TASK DATA:
===

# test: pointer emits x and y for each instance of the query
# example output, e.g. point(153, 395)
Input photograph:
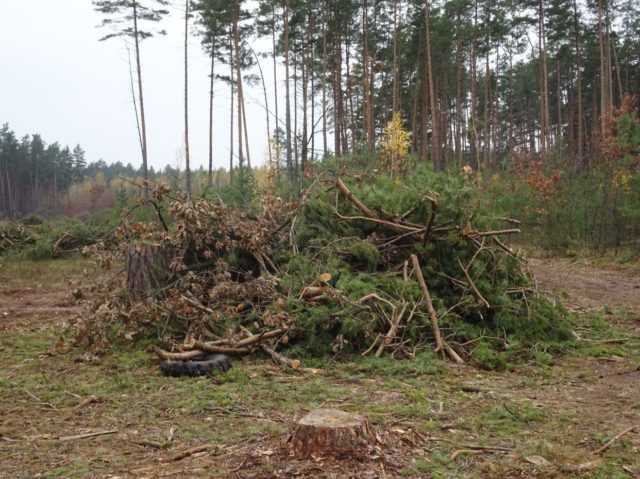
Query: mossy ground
point(427, 411)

===

REQUIREMENT:
Images stay out, but the rest of the records must be retyped exactly.

OUTPUT FOR THIS EXERCISE:
# test: pointer emits x and y for each instance of the query
# example output, e.g. point(153, 395)
Input photograph:
Query: mossy ground
point(427, 411)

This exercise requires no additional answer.